**** Stored rows
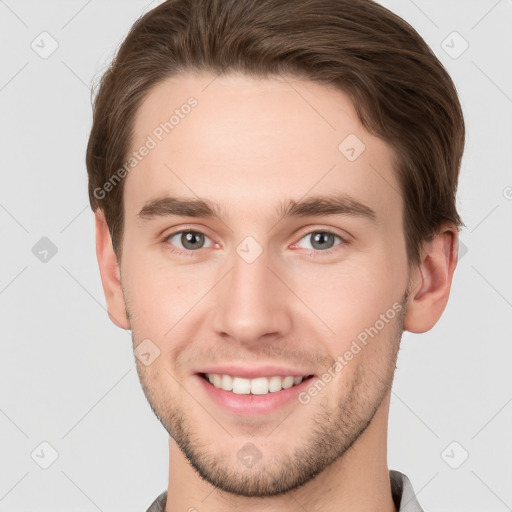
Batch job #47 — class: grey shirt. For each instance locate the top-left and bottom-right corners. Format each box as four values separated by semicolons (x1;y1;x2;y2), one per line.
147;470;423;512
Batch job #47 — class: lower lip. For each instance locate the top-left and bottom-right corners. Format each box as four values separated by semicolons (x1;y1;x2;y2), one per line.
195;375;315;415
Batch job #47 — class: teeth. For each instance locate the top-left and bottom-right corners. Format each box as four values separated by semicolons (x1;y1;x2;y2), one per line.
206;373;304;395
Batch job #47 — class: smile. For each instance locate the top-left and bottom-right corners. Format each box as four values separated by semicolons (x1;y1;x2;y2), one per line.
201;373;312;395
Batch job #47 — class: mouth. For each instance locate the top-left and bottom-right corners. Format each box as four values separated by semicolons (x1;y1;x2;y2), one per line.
198;373;314;395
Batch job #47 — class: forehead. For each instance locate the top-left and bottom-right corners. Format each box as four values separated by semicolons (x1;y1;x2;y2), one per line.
124;73;401;226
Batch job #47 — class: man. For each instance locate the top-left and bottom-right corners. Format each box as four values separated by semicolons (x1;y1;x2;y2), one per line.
87;0;464;512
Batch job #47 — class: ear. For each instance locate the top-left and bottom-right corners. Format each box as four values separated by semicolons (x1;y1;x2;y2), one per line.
94;209;130;329
404;224;459;333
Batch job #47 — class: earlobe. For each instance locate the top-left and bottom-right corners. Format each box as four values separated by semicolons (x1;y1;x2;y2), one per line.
94;209;130;329
404;224;458;333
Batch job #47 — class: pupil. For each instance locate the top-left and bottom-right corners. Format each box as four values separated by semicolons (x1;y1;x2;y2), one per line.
312;232;334;249
181;231;203;249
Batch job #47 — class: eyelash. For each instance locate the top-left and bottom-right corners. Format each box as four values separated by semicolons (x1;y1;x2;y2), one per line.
163;229;349;257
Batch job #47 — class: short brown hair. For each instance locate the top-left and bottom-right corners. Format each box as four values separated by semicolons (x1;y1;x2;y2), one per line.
86;0;465;265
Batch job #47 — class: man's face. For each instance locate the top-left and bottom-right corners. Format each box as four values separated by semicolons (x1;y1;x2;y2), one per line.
121;74;409;496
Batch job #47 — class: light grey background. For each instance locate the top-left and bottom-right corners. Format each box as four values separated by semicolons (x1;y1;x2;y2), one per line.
0;0;512;512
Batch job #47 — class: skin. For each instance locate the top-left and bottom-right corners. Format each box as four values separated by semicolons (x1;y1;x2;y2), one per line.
96;73;457;512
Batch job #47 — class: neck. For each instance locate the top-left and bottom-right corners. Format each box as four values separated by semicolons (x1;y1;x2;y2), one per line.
165;393;396;512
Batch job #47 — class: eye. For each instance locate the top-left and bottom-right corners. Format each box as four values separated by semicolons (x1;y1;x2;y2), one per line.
164;230;210;253
295;230;347;253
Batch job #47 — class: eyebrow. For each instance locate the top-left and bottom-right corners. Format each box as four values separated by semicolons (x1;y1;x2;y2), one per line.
138;194;377;222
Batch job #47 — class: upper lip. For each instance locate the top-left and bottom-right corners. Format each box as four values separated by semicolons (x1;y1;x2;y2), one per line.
196;364;313;379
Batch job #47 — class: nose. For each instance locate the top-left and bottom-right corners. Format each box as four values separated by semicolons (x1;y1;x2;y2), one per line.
214;245;293;344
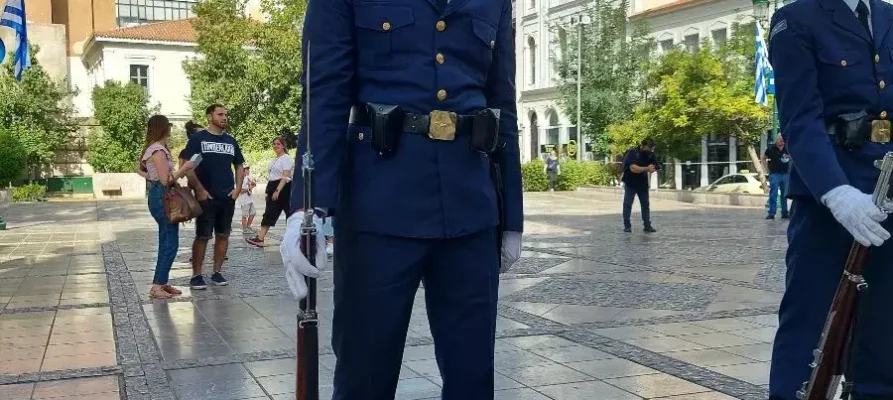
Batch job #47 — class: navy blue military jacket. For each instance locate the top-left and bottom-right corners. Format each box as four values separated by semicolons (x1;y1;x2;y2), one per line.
291;0;523;238
769;0;893;198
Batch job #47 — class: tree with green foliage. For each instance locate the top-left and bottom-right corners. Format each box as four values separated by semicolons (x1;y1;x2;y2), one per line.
184;0;306;151
553;0;655;154
608;24;770;160
87;81;155;172
0;46;78;181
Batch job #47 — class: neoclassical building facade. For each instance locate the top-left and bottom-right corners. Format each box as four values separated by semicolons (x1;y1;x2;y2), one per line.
515;0;780;188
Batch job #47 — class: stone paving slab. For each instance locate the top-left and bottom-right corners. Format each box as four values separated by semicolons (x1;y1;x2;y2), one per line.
0;193;785;400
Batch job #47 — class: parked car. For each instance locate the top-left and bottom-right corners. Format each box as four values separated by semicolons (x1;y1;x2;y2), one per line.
695;172;765;194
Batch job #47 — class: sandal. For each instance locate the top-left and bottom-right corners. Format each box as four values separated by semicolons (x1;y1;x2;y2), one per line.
161;285;183;296
245;236;264;247
149;286;174;299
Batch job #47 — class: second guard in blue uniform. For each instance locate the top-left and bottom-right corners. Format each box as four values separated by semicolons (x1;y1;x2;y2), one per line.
769;0;893;400
289;0;523;400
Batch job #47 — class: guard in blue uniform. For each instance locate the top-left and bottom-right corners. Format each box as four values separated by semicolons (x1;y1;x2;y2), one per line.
769;0;893;400
290;0;523;400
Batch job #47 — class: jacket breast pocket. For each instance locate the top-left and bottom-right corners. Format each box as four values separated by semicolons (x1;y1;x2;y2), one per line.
816;48;874;95
354;4;415;69
471;18;496;71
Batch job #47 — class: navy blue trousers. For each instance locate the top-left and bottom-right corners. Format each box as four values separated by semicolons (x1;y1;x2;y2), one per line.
623;185;651;228
332;228;499;400
769;198;893;400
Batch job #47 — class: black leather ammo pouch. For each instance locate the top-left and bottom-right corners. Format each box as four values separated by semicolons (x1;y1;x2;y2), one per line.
827;111;871;150
471;108;500;154
366;103;406;157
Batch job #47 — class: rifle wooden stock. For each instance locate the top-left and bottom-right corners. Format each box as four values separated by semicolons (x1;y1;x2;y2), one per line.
797;242;868;400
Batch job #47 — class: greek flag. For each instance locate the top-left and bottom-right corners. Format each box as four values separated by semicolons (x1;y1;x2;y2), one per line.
754;23;775;107
0;0;31;80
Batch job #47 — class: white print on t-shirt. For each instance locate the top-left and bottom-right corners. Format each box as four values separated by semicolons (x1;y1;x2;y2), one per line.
202;142;236;156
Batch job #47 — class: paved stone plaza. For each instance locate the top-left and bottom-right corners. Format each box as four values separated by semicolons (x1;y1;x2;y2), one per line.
0;192;786;400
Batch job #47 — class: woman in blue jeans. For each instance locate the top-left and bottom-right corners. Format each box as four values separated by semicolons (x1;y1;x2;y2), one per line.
140;115;195;299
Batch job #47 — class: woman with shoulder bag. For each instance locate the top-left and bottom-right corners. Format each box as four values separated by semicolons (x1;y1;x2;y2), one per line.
140;115;195;299
245;137;295;247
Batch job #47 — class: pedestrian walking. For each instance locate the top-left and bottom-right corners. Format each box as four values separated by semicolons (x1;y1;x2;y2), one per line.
184;104;245;290
620;138;660;233
761;134;791;219
286;0;523;400
769;0;893;400
246;137;295;247
543;149;561;192
236;164;257;236
139;115;195;299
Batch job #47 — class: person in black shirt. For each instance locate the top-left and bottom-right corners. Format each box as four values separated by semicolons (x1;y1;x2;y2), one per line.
762;134;791;219
620;138;660;233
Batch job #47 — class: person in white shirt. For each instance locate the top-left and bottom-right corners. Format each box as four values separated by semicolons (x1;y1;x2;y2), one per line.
246;137;295;247
236;164;257;235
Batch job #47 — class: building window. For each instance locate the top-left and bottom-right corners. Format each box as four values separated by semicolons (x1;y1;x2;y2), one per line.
130;65;149;94
115;0;198;27
710;28;728;47
684;33;700;52
527;37;536;85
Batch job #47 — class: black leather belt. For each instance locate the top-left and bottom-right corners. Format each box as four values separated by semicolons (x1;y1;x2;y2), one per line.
350;106;474;136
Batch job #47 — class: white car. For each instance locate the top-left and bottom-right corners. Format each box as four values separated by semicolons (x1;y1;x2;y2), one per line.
695;172;766;194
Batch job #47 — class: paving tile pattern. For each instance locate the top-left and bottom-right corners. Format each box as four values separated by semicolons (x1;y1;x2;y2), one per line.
0;192;785;400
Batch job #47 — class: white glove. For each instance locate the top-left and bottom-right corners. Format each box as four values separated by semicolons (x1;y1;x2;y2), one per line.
279;211;327;300
822;185;890;246
499;232;521;274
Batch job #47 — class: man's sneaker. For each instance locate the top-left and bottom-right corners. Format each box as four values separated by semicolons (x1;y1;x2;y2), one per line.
189;275;208;290
211;272;229;286
245;236;264;247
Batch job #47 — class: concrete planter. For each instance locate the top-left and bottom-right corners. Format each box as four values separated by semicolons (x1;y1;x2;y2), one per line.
93;173;146;199
580;186;767;208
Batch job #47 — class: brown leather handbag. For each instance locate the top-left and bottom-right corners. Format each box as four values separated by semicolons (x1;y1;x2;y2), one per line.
164;185;202;224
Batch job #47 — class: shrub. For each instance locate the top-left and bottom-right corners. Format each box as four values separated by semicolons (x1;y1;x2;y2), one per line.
521;159;549;192
12;184;47;202
87;81;156;172
521;159;617;192
0;127;28;188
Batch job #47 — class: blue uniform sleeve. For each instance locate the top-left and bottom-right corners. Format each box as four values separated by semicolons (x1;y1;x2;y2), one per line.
291;0;355;213
769;8;849;199
485;0;524;232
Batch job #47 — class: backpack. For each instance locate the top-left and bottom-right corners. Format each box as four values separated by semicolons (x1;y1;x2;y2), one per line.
164;186;202;224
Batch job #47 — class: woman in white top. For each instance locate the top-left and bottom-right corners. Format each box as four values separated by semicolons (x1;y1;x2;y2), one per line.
139;115;195;299
246;137;295;247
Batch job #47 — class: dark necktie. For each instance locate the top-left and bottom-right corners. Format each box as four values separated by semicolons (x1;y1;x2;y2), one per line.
856;0;871;37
********
Restate the items from the line with "Batch job #47 — class: navy blue military" up to and including the line with "769;0;893;198", replacing "jacket" with "coat" and leaving everything else unchanged.

Batch job #47 — class: navy blue military coat. For each instance locate the top-left and bottom-right corners. Format each box as four values separated by semicolons (x1;y1;x2;y2), one per line.
291;0;523;238
769;0;893;198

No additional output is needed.